Exercise directions
Please write out, exactly, every line of the listing from its first line through the one that includes "# for every instance of the tree, drop".

*** Provided material

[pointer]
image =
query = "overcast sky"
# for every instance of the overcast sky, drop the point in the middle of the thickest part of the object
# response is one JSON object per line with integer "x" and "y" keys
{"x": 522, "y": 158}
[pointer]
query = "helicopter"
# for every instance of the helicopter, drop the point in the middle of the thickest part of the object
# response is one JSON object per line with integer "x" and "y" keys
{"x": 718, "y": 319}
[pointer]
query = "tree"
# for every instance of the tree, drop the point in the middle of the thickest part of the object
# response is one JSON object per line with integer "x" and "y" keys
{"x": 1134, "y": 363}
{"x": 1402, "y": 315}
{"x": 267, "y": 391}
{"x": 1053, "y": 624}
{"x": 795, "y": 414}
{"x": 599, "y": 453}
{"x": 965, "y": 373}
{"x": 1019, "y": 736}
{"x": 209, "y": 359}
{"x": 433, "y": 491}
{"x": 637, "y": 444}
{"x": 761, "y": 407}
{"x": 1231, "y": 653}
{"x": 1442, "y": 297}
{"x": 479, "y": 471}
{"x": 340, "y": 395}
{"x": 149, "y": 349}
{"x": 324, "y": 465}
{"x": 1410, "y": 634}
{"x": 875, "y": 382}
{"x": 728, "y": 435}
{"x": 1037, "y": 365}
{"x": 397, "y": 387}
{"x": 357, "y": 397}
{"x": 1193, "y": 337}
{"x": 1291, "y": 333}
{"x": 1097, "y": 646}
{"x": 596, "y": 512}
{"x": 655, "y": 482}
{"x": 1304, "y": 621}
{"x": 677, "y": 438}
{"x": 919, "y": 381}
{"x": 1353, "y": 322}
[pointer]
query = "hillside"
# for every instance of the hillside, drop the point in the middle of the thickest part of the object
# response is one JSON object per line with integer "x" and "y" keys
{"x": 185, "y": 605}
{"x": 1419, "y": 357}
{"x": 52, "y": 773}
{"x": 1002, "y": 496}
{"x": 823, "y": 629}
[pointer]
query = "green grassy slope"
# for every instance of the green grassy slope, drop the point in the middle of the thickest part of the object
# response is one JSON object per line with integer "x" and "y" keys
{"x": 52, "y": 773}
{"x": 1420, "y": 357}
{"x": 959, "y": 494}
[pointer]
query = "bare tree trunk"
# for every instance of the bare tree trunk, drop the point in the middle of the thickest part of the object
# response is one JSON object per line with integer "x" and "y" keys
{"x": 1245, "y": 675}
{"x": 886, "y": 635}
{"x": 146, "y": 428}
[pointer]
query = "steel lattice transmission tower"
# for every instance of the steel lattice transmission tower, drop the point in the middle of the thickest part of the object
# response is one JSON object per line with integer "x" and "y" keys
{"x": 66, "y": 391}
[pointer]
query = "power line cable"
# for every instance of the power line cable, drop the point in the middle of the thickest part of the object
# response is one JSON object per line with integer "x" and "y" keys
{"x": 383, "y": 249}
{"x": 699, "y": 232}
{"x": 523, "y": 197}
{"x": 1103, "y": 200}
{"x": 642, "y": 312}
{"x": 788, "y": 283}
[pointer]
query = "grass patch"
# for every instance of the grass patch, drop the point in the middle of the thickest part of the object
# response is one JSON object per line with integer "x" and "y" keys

******

Answer to this task
[pointer]
image =
query = "overcast sky"
# for every instance of the overcast sky, drop the point in the middle of the thickest part of the object
# response is one JSON object per line with integer "x" and "y" keys
{"x": 522, "y": 158}
[pointer]
query = "helicopter"
# for every instance of the helicopter, drop the point in the middle of the thickest part of the object
# response is one JSON object per line with integer "x" and "y" keys
{"x": 718, "y": 319}
[pointer]
query = "tree"
# for every instance of the tree, drop the point in the middle of the thickest part of the object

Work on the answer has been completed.